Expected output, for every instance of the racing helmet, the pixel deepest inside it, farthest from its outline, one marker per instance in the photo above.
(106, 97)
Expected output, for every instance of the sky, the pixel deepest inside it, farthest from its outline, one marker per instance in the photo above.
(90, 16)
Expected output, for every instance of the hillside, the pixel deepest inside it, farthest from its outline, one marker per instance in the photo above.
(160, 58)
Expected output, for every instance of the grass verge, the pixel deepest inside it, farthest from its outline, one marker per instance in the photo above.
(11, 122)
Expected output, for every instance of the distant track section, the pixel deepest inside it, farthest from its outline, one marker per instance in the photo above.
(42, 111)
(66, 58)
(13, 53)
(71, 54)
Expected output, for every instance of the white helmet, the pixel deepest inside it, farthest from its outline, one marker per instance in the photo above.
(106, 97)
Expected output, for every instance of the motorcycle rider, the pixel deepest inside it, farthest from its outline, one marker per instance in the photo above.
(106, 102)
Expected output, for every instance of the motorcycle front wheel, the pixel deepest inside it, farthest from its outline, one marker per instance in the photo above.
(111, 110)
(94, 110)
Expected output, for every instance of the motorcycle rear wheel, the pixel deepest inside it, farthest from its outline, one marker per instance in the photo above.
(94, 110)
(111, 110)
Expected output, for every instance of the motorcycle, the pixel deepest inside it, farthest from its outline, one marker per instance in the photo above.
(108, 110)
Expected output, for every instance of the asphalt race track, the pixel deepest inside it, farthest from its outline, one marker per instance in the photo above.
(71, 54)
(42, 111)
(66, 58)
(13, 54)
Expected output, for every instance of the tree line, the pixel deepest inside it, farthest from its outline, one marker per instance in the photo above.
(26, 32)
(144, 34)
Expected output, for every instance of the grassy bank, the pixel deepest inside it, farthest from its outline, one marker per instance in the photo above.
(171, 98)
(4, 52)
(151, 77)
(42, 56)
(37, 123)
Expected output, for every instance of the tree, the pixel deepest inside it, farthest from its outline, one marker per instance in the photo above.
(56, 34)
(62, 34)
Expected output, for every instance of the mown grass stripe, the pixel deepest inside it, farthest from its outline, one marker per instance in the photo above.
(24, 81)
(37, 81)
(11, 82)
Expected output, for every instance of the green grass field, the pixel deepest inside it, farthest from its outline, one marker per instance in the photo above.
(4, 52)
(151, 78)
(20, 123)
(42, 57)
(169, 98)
____
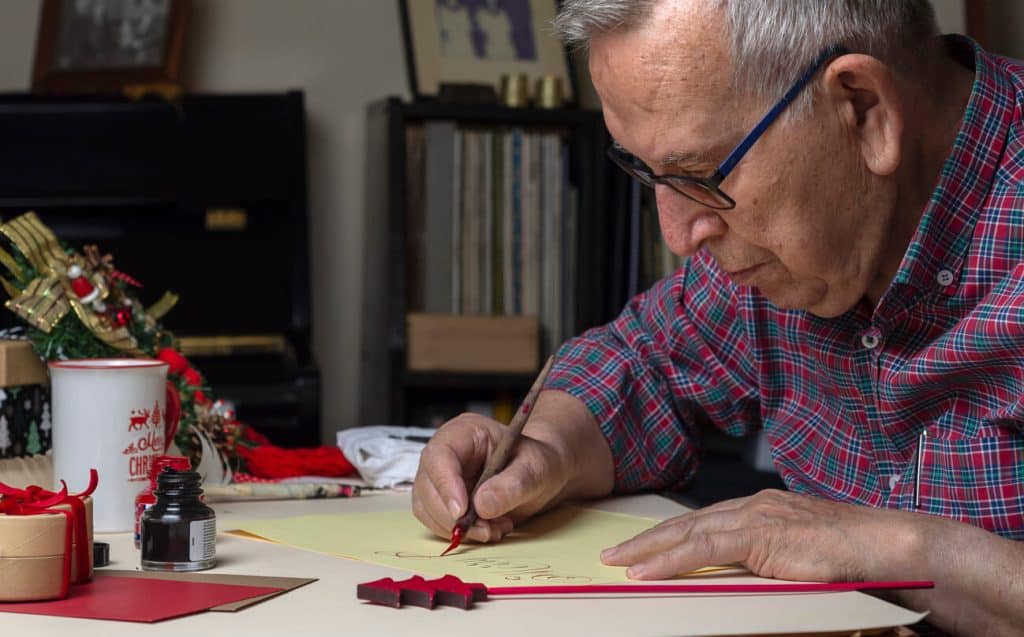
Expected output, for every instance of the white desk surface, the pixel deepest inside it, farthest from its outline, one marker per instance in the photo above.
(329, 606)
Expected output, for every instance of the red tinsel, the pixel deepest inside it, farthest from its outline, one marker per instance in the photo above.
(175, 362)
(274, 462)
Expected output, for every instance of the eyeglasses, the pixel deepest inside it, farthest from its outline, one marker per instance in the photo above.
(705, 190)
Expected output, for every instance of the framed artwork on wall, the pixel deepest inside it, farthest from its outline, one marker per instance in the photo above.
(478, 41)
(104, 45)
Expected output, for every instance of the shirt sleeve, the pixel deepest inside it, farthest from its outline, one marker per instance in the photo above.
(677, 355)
____
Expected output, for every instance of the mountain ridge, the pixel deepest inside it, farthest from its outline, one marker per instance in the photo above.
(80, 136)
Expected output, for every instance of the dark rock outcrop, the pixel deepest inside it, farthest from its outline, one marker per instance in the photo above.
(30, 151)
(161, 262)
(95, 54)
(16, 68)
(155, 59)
____
**Work to be completed:**
Can you gather every line of the records that contains the string "tree", treating uppercase and lowercase as different?

**Answer to the problem:**
Expected output, for every instance of the tree line, the pixel deepest inside it, farthest from its outline, one marker per instance in the photo above.
Expected output, for every instance of the tree, the pixel deepest inside it, farthest from its outline, one marker per instance in the photo above.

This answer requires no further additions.